# [Instruction]
Reproduce in full every row from the one that contains "For the benchmark, mark each instance of the pink blossom" through the end of the rows, offsetting each coordinate in the answers by 91.
--
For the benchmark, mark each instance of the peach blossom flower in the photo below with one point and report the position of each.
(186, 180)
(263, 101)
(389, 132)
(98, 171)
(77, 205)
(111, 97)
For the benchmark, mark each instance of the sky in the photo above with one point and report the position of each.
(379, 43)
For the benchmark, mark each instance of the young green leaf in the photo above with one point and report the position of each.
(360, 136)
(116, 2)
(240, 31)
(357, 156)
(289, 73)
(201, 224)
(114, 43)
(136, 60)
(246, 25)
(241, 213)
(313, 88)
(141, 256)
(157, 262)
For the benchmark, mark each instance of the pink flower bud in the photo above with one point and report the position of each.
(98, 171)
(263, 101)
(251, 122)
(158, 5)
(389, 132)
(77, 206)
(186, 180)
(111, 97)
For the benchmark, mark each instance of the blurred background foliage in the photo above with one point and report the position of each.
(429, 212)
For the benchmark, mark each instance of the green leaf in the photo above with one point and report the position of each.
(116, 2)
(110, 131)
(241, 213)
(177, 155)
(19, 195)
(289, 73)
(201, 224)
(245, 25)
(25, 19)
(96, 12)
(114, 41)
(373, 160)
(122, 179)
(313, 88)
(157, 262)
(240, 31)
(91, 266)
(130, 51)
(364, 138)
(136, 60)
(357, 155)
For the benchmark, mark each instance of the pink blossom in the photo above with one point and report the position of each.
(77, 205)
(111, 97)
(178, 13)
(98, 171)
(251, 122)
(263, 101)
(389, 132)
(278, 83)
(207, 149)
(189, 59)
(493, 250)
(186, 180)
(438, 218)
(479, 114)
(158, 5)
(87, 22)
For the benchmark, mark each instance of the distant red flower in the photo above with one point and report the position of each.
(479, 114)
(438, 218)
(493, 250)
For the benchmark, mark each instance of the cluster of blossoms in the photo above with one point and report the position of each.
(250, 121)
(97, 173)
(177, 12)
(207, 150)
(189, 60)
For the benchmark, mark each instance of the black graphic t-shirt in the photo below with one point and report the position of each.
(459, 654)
--
# [Task answer]
For the benchmark, mark each instance of the pink blossom in the photo above with one point and report the position of each.
(168, 296)
(202, 188)
(269, 104)
(189, 262)
(342, 213)
(354, 192)
(480, 223)
(369, 174)
(298, 240)
(280, 150)
(584, 341)
(277, 271)
(529, 309)
(570, 205)
(249, 96)
(178, 113)
For the benchmark, mark each instance of the distant red flower in the photo above with one point and report the position of each.
(570, 205)
(529, 309)
(584, 341)
For the benchmark, mark each instance of the cluster of blossoms in the photo above with one point and report the position of each.
(341, 212)
(188, 264)
(268, 103)
(298, 241)
(280, 151)
For the benchmark, mark each instance of the black graphic t-shirt in the photo below with one point and report the position of each.
(550, 745)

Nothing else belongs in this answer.